** Exercise instructions **
The expected output is each line from the one containing "Objective: one point per instance of the knee-high" to the last line of the data below, set down exactly, minus the pictures.

BEGIN Record set

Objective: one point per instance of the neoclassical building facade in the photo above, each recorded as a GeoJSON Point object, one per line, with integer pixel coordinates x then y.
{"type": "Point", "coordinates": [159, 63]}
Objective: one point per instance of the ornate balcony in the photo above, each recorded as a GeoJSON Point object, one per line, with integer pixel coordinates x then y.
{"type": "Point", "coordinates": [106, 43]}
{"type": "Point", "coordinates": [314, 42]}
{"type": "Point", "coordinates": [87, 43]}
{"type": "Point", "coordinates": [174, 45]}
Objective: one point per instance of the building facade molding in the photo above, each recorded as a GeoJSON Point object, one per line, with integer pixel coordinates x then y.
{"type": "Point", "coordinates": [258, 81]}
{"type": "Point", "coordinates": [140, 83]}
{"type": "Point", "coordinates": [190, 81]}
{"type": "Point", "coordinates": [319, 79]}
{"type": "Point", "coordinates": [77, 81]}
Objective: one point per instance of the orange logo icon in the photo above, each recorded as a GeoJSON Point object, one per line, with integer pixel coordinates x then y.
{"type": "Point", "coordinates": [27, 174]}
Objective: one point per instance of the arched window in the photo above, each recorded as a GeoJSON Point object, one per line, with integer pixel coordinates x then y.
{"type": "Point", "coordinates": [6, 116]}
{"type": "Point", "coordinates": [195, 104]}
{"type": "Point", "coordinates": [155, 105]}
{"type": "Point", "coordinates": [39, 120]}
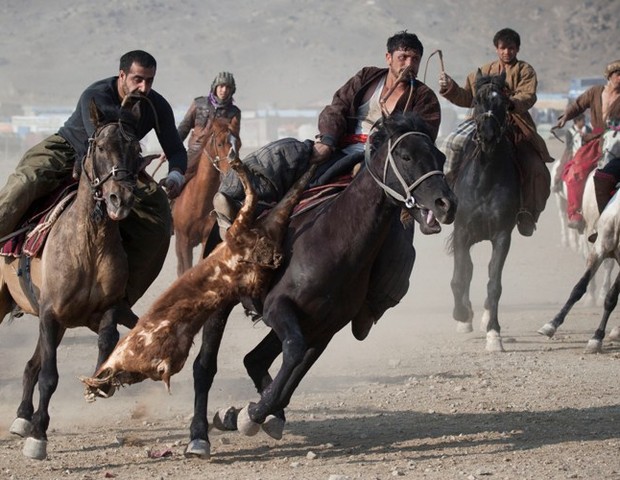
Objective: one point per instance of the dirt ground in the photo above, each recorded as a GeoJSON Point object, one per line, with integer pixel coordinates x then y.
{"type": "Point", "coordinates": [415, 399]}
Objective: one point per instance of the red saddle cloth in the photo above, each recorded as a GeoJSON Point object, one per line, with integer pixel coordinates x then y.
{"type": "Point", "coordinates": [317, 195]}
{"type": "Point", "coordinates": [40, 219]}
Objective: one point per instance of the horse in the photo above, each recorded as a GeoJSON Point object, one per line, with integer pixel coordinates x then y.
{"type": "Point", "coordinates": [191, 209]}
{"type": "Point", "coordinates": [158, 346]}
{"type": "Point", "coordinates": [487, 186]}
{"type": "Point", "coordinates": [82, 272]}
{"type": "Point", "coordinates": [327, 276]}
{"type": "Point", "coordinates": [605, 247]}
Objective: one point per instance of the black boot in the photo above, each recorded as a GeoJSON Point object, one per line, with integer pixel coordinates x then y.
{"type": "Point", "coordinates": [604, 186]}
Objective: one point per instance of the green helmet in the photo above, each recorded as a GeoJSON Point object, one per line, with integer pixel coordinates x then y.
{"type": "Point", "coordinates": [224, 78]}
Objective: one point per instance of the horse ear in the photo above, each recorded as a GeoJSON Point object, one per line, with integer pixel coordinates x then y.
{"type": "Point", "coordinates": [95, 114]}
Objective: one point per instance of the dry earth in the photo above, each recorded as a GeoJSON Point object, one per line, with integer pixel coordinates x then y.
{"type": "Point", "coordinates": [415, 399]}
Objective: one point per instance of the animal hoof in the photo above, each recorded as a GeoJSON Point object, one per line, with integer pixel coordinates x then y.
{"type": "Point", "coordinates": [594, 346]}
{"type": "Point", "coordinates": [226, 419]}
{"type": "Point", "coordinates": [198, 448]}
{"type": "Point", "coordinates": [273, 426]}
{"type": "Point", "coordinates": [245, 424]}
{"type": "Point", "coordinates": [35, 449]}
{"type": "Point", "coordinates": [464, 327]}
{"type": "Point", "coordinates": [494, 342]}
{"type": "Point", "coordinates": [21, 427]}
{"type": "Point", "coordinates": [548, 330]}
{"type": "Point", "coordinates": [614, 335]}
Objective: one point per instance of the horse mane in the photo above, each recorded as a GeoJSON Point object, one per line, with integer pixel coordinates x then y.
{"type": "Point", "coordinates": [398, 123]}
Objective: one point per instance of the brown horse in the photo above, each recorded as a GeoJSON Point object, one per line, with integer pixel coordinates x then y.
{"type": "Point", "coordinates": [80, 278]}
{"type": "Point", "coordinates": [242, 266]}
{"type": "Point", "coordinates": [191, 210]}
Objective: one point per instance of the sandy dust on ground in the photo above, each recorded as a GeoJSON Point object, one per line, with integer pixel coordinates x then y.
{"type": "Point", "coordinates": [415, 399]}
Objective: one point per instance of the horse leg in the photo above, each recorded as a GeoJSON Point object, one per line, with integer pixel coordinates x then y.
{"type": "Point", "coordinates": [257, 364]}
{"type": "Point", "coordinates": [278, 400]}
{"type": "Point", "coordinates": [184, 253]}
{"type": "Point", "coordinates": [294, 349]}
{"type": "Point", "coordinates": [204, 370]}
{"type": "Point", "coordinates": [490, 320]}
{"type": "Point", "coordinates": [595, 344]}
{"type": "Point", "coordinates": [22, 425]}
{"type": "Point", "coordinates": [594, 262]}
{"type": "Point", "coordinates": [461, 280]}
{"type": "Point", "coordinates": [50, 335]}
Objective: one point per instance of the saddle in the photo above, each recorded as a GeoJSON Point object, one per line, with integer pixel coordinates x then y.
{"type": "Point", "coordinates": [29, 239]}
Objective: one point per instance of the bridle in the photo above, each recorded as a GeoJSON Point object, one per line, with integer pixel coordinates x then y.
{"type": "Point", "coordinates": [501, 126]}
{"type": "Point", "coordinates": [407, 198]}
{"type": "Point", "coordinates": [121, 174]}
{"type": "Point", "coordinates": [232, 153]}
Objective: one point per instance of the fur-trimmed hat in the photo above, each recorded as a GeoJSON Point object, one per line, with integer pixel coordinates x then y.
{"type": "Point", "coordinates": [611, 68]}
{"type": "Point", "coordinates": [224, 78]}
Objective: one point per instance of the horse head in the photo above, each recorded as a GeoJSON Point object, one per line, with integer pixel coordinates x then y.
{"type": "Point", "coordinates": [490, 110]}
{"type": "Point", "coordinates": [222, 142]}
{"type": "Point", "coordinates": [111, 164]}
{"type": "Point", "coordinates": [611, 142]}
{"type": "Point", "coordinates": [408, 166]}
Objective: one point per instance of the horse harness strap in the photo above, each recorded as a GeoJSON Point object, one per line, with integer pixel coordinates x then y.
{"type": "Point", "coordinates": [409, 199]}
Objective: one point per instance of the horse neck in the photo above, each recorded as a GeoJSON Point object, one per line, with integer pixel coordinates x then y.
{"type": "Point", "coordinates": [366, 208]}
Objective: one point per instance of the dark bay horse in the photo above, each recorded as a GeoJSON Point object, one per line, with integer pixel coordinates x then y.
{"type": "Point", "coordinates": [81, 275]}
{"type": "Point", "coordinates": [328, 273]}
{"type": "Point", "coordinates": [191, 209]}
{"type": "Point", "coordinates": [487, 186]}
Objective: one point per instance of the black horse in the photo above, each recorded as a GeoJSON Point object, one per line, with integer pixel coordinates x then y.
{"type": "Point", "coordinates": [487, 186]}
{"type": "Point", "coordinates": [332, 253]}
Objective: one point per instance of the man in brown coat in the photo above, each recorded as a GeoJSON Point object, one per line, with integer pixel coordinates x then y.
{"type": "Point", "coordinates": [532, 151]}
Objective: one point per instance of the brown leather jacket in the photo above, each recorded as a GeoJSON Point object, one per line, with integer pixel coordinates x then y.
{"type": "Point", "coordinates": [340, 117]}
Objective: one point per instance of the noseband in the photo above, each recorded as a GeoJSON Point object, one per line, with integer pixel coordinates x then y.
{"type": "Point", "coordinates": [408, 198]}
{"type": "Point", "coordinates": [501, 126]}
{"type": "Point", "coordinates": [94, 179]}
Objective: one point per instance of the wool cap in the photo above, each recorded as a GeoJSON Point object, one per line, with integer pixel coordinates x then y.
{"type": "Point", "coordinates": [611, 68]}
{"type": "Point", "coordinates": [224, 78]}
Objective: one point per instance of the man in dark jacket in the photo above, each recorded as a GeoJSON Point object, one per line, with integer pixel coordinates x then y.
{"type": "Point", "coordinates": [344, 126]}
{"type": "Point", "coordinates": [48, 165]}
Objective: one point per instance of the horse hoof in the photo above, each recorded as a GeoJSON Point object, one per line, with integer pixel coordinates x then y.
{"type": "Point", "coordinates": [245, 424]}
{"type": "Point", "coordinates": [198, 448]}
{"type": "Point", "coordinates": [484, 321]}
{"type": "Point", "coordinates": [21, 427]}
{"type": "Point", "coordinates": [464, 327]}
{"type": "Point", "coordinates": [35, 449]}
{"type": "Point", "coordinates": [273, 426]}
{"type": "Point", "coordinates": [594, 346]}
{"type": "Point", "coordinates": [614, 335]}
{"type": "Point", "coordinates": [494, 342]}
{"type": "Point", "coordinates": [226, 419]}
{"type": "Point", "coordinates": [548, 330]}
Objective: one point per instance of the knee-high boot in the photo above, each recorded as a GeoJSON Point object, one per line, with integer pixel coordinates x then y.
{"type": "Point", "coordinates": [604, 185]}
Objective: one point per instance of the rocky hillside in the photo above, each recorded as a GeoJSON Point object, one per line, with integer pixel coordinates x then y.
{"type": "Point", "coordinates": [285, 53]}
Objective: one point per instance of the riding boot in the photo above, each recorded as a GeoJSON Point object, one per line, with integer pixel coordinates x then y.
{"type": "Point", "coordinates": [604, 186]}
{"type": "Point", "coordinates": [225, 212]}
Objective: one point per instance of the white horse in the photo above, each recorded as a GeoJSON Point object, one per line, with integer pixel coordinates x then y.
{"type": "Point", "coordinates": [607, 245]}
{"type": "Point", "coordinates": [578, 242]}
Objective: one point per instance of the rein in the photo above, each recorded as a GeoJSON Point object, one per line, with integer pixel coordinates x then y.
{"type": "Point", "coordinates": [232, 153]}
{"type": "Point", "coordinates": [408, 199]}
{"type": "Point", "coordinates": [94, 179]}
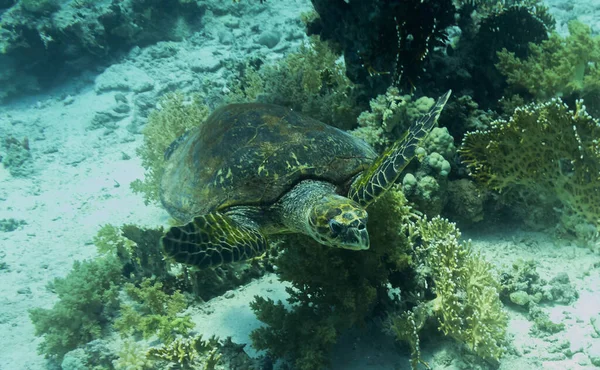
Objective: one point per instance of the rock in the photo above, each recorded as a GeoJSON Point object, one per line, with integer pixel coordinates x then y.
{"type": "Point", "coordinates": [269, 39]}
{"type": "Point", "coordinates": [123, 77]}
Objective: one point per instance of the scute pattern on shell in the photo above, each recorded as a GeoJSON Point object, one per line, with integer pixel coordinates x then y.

END Record set

** Response to this task **
Objective: one point per instance of the knee-high boot in the photo above, each recorded as a GeoJSON Point object, one per line, with integer pixel coordinates x then y.
{"type": "Point", "coordinates": [604, 185]}
Objective: one point per instance of the rocky hillside in the photo above, each recorded as a GeoJSON Point object, one per line, with integer pixel coordinates x then y.
{"type": "Point", "coordinates": [285, 53]}
Objective: one point per instance of the riding boot in the photo above, each recorded as a GeoJSON Point object, one per line, with integer pixel coordinates x then y.
{"type": "Point", "coordinates": [604, 186]}
{"type": "Point", "coordinates": [225, 212]}
Objective: one point per instance of the white horse in the photo above, each recorded as a GeoJSON Point object, one per line, with integer pixel coordinates x then y.
{"type": "Point", "coordinates": [607, 245]}
{"type": "Point", "coordinates": [578, 242]}
Objective: one point per instance of the rein in the photo above, each recorded as a GeoJSON Point object, one per line, with integer pixel coordinates x then y.
{"type": "Point", "coordinates": [232, 153]}
{"type": "Point", "coordinates": [408, 199]}
{"type": "Point", "coordinates": [94, 179]}
Objective: one point per instance of the rock in the photo above, each recorded as a GeoJSON Point object, one per line, with integer pixel coordinates x then y.
{"type": "Point", "coordinates": [269, 39]}
{"type": "Point", "coordinates": [123, 77]}
Objective: one point per instance of the scute pattern on shell in the photo above, each recorded as a GeoJSON Point object, one per line, with integer pixel coordinates x then y.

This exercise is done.